• [BRIEF 1]
Answer these questions about the cross stitch blog post, one line each:
(a) On what date was the post published?
(b) How long does the writer spend figuring out where they are each time they get out the project?
(c) In which hand is the writer more comfortable holding the needle?
• [BRIEF 2] Can you quote, word for word, the part of the cross stitch blog post that opens with the words containing "My counted cross" and closes with "and what's next."?
• [BRIEF 3] Could you extend the cross stitch blog post past its last sentence?

--- start SUPPLIED TEXT ---

Showing posts with label Cross stitch. Show all posts
Showing posts with label Cross stitch. Show all posts

Sunday, April 10, 2011

Some Days Are Just Better Than Others

    My counted cross stitch project is progressing. If I relied on cross stitch to be my source of income, I'd probably be a bit worried at this point, since I'm not setting any production records. However, it is diverting. When I get out my project, of course the first thing I have to do is spend a good fifteen minutes figuring out where I am and what's next.
    Like everything else in life, each foray gets a little easier. I can see more, and see more more quickly, each time. I am also little by little getting faster on the stitching itself. Oddly, I am more comfortable with the needle in my right hand. I think that's odd since I am left handed.

--- end SUPPLIED TEXT ---
--- start RECORDED DATA ---

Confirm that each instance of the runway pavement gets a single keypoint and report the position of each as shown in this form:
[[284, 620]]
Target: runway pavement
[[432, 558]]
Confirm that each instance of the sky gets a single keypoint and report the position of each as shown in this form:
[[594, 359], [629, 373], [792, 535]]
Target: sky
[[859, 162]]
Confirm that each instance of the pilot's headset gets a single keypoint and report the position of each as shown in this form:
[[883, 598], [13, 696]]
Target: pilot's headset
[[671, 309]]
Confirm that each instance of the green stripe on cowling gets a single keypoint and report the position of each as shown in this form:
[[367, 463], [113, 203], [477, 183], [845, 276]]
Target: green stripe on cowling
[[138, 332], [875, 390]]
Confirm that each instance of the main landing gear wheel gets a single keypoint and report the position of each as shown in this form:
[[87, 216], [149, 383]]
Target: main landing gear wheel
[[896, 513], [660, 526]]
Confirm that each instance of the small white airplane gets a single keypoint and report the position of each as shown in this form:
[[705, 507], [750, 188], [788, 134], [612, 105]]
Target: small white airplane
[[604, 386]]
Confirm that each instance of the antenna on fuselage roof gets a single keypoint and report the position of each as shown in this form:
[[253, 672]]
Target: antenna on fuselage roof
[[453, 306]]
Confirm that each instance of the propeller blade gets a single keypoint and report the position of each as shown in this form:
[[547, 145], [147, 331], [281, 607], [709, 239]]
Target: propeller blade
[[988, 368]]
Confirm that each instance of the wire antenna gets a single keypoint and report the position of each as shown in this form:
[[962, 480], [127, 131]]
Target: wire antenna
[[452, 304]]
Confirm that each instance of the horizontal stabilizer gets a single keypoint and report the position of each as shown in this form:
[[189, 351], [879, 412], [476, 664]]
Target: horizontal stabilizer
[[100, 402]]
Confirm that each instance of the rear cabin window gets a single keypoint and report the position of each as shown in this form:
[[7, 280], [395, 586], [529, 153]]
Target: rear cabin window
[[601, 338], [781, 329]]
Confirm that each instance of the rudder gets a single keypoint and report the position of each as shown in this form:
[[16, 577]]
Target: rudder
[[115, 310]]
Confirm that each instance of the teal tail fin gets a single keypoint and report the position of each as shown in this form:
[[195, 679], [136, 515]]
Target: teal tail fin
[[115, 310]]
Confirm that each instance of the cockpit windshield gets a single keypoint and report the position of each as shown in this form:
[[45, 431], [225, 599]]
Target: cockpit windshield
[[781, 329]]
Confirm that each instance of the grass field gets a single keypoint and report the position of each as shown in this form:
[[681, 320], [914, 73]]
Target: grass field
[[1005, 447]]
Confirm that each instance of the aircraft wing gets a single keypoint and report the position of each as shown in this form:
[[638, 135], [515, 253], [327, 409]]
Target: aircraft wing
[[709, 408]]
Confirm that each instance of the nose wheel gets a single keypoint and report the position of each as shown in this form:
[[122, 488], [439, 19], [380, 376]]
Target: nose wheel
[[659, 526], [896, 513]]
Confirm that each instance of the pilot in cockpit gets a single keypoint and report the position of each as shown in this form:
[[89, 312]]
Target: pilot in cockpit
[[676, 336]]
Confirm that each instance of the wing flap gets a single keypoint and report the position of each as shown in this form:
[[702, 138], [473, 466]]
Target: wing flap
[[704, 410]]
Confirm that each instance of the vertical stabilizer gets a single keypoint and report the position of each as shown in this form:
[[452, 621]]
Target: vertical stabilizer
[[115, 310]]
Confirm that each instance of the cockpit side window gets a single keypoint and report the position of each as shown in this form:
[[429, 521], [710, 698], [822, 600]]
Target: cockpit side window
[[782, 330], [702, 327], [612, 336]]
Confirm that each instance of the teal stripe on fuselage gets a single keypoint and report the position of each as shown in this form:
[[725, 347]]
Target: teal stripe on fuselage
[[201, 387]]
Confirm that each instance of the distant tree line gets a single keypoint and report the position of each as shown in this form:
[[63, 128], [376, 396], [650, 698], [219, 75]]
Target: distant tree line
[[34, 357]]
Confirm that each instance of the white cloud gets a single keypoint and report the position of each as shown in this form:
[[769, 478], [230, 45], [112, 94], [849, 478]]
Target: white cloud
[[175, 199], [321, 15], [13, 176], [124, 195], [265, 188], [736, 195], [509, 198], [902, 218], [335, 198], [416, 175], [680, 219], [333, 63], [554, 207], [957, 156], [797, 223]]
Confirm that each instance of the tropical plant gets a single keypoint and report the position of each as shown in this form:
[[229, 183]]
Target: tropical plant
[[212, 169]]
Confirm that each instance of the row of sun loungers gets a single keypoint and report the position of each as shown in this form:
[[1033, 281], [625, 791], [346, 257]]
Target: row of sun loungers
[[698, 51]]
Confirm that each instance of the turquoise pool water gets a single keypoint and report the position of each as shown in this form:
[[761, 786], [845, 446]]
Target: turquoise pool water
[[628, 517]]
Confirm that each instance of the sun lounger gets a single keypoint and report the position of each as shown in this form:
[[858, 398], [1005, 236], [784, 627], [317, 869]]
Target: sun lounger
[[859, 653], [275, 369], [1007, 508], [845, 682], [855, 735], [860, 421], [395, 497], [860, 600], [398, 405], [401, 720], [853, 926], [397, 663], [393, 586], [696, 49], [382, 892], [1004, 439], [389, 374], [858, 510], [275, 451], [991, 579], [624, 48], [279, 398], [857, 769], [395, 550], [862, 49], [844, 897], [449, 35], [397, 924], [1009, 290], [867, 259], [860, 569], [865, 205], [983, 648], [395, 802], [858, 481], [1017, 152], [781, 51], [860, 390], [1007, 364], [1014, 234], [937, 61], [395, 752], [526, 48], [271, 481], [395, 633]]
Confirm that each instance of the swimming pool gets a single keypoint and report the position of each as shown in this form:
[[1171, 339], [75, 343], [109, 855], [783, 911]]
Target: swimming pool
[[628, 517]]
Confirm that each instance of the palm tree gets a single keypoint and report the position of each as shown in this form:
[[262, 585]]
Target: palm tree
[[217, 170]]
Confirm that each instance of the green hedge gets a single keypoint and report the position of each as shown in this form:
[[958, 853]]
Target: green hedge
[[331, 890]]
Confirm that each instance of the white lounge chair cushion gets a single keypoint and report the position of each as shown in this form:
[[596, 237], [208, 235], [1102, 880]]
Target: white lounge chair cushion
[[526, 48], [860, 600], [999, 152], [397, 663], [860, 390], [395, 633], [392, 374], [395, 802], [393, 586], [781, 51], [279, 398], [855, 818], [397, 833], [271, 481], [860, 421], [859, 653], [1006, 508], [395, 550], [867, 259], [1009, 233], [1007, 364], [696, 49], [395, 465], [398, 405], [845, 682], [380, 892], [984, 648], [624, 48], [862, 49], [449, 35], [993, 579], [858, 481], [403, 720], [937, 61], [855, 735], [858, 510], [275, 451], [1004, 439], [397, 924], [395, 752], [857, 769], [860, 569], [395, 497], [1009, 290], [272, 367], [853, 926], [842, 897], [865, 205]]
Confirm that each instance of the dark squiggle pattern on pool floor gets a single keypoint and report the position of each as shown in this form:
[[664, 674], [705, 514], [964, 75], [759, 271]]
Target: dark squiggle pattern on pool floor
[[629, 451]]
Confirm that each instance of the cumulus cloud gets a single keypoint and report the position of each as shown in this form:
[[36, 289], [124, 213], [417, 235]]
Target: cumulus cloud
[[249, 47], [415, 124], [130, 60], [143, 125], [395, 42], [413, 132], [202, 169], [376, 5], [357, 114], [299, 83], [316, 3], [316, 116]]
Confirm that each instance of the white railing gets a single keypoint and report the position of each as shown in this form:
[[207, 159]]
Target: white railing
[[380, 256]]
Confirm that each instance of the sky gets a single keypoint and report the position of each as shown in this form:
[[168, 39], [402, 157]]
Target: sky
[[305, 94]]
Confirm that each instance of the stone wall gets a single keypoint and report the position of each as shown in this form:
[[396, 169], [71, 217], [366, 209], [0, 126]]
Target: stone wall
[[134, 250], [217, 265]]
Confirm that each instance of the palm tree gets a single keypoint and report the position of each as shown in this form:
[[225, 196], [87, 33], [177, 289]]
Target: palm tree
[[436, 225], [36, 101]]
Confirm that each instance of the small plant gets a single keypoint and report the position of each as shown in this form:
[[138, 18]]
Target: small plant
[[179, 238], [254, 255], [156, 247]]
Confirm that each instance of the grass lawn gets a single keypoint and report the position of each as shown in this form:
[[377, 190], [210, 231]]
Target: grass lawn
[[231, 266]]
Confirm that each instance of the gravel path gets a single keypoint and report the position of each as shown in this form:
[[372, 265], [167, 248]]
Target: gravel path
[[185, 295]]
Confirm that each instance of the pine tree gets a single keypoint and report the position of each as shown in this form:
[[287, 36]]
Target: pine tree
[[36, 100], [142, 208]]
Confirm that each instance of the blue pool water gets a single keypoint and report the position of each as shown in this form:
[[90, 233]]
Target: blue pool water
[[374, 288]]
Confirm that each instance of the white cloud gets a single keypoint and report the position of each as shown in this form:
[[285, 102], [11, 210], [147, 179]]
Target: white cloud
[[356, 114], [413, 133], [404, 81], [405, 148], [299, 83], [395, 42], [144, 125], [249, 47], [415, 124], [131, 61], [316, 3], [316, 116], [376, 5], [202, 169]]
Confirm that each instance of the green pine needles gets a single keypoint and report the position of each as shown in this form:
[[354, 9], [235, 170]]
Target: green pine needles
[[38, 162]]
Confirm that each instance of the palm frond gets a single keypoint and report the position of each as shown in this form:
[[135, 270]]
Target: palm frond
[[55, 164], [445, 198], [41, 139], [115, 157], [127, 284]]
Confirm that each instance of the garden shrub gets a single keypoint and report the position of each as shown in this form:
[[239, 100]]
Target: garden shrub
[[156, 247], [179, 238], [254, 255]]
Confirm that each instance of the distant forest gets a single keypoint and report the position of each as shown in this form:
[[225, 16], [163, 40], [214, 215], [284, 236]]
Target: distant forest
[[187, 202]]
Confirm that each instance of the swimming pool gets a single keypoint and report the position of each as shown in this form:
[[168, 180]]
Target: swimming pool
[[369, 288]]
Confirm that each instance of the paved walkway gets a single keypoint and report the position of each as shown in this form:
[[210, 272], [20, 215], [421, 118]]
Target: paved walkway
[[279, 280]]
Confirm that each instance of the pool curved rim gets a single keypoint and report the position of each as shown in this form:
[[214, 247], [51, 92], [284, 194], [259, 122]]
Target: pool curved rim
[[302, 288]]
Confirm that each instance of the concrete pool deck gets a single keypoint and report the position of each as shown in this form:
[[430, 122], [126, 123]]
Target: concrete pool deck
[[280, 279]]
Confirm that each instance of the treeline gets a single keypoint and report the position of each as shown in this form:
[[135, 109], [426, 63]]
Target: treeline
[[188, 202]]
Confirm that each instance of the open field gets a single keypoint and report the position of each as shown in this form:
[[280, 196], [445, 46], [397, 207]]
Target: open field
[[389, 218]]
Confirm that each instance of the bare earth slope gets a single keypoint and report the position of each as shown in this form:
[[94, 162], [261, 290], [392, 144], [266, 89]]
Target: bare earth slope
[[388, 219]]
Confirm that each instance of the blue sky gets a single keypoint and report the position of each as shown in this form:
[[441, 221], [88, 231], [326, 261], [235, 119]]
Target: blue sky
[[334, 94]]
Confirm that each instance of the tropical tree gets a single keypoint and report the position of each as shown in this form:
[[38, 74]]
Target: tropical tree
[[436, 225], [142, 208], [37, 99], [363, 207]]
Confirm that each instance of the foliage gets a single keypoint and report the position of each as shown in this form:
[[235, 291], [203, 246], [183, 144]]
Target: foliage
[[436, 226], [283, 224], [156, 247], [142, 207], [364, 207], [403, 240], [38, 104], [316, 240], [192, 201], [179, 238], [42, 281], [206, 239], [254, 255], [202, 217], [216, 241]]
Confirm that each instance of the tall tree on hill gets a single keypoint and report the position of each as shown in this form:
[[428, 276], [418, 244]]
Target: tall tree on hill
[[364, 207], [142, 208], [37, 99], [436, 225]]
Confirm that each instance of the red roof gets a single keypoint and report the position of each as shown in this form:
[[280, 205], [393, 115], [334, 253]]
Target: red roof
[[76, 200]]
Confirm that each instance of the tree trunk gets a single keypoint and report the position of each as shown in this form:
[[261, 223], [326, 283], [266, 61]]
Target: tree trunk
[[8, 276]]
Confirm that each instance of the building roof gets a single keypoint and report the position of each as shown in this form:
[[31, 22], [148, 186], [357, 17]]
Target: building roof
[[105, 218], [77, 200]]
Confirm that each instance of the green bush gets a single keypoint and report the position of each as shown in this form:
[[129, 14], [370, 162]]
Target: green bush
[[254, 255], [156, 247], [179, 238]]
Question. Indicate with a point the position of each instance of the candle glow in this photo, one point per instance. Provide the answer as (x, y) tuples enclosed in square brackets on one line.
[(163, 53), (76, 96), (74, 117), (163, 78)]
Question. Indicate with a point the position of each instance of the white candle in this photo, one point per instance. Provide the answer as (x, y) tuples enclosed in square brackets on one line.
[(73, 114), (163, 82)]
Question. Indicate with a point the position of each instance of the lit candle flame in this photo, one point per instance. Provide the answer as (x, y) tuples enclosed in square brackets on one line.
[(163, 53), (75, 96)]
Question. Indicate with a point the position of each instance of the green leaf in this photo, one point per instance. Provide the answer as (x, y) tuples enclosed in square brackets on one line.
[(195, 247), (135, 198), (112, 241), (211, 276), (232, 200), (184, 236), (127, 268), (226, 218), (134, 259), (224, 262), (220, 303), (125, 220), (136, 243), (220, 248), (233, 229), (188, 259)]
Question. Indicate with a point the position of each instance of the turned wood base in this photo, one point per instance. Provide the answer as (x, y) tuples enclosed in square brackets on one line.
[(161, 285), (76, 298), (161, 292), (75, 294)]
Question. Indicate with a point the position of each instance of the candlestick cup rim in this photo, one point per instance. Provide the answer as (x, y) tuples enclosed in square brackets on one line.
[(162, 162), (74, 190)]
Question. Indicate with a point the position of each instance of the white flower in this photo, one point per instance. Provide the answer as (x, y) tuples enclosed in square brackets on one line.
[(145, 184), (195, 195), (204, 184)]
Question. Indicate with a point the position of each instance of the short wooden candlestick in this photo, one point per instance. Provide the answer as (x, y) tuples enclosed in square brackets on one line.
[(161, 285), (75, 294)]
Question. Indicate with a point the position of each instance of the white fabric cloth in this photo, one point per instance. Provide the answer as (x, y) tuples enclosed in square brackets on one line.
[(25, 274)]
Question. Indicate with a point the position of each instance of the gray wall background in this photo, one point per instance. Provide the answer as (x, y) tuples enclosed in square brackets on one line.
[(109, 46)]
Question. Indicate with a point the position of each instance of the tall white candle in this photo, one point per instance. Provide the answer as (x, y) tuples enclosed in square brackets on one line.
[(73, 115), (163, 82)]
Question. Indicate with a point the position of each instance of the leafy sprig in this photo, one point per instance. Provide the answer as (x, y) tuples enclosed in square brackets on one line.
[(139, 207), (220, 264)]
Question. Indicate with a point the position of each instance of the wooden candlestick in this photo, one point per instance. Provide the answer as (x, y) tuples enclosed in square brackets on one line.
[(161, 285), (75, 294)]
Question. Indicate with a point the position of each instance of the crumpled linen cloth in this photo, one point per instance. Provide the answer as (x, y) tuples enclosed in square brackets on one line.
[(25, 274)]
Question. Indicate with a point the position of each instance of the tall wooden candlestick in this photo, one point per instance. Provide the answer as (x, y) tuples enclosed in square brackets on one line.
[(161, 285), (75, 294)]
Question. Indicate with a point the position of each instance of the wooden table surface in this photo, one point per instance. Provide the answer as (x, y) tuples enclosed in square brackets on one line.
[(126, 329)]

--- end RECORDED DATA ---

• [WRITTEN REPLY 1]
(a) Sunday, April 10, 2011
(b) A good fifteen minutes
(c) The right hand

• [WRITTEN REPLY 2]
My counted cross stitch project is progressing. If I relied on cross stitch to be my source of income, I'd probably be a bit worried at this point, since I'm not setting any production records. However, it is diverting. When I get out my project, of course the first thing I have to do is spend a good fifteen minutes figuring out where I am and what's next.

• [WRITTEN REPLY 3]
   I have become increasingly fascinated with the idea that work is part of the "life of the world to come" that we profess in the last line of the Nicene Creed.I think there will be plenty that needs to be done in that new world, just as I am sure that Adam and Eve had plenty to keep them busy in the Garden. But it will be stuff that makes sense, it will be things that feel good to do. 
   Working for money, especially when money becomes the only measure of the morality of the work, creates a tension that saps the beauty from work.
   What if everybody pitched in and got done what needed to be done today?  I understand that in hunter-gatherer cultures that we consider "primitive," the daily work of the community takes up about 20% of the day, and the rest of the time is given over to enjoying life. We all could be done with work by lunch time if we did only the right stuff, and if we could have a couple of other people to help us out. If everyday was Take a Friend to Work Day, everybody would have a job. Then, after lunch, we could do cross stitch, or play baseball or write a book. I really think that's the way God intends the world to come to be run.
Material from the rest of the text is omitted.